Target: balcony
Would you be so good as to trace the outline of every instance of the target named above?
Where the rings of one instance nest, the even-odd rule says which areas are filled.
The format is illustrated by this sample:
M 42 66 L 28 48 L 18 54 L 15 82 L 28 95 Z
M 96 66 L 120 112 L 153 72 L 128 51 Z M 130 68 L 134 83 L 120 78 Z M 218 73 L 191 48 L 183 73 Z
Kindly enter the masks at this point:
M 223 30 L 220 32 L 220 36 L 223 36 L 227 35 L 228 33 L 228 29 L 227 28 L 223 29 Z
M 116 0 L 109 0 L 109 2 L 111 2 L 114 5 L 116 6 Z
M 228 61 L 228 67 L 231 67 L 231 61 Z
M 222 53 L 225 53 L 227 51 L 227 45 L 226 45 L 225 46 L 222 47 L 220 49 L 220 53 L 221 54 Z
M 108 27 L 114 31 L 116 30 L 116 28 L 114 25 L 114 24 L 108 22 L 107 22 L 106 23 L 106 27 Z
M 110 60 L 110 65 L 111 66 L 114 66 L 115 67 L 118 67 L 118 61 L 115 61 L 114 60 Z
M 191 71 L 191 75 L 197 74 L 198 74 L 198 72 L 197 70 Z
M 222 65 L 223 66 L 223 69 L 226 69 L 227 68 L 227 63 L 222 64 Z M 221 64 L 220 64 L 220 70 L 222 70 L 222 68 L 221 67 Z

•••

# [Task prompt]
Reproduce all of the material above, request lines included. Multiply every coordinate in the answer outlines by 1.75 and round to whole numbers, rounding halves up. Leave the numbers in the format sample unchanged.

# [Result]
Target: balcony
Would you be so good as to trace the outline of every instance of the target named above?
Where the rings of one instance nest, the even-odd rule says which areas are filled.
The format is illustrated by this sample:
M 42 66 L 28 48 L 18 54 L 15 82 L 28 95 Z
M 96 66 L 120 112 L 153 72 L 128 51 Z M 130 68 L 134 83 L 120 78 Z M 218 73 L 191 48 L 183 73 Z
Kindly enter the masks at this point:
M 390 53 L 385 56 L 385 63 L 390 63 L 397 61 L 399 58 L 399 51 L 397 49 L 390 51 Z
M 203 0 L 191 0 L 191 4 L 194 4 L 200 9 L 203 11 Z
M 399 107 L 399 117 L 404 117 L 404 107 Z
M 389 93 L 394 93 L 397 89 L 397 79 L 396 79 L 394 81 L 389 82 L 385 86 L 385 93 L 387 95 Z
M 189 47 L 200 54 L 203 53 L 203 49 L 200 44 L 200 42 L 189 39 L 187 39 L 186 40 L 186 47 Z
M 193 105 L 193 114 L 194 116 L 200 116 L 201 117 L 207 117 L 207 107 L 201 107 L 200 105 Z
M 334 124 L 334 131 L 345 130 L 347 130 L 347 126 L 345 123 Z
M 389 114 L 390 116 L 390 121 L 396 121 L 397 119 L 397 110 L 389 112 Z M 387 112 L 385 112 L 385 123 L 389 123 L 389 119 L 387 117 Z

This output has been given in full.